-- begin --

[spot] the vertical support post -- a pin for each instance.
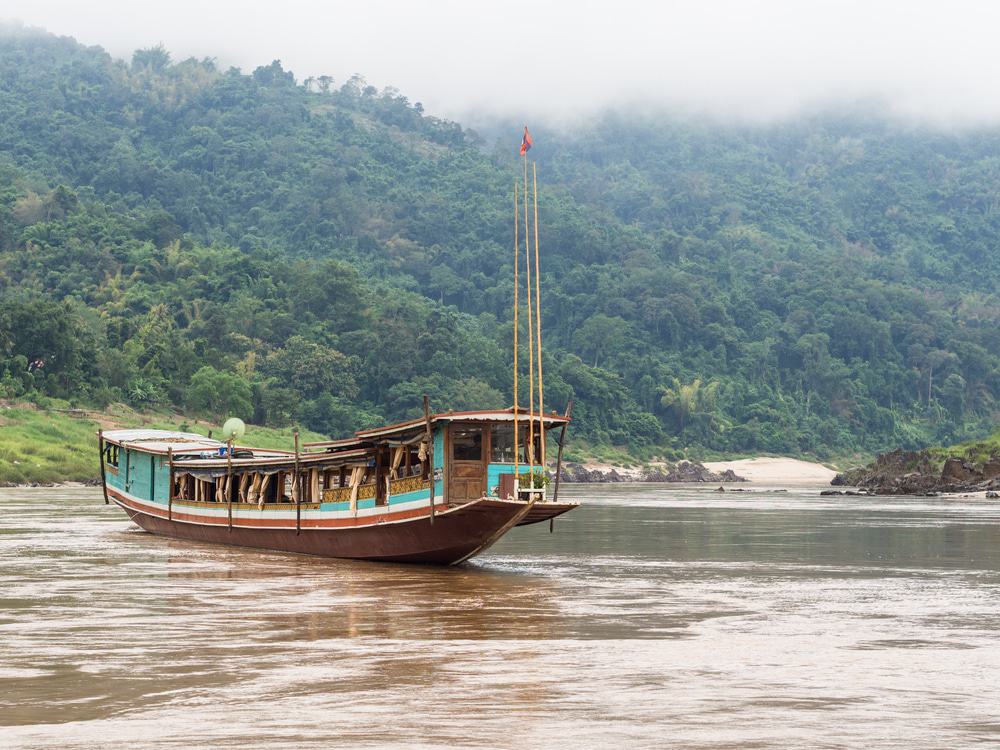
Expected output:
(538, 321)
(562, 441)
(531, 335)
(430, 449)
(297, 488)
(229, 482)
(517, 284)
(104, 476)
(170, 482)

-- end --
-- begin --

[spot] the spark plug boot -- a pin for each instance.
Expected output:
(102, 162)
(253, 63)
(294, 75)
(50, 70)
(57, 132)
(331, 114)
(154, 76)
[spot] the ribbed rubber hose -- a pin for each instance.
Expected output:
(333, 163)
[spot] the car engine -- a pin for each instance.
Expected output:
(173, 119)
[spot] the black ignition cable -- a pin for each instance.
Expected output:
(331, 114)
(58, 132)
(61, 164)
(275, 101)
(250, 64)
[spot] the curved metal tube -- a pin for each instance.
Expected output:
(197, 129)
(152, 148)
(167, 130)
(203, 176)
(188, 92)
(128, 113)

-- end --

* [Exercise] How many of the rows above contain the word "each"? Reply with the number alone.

* [Result of the exercise] 6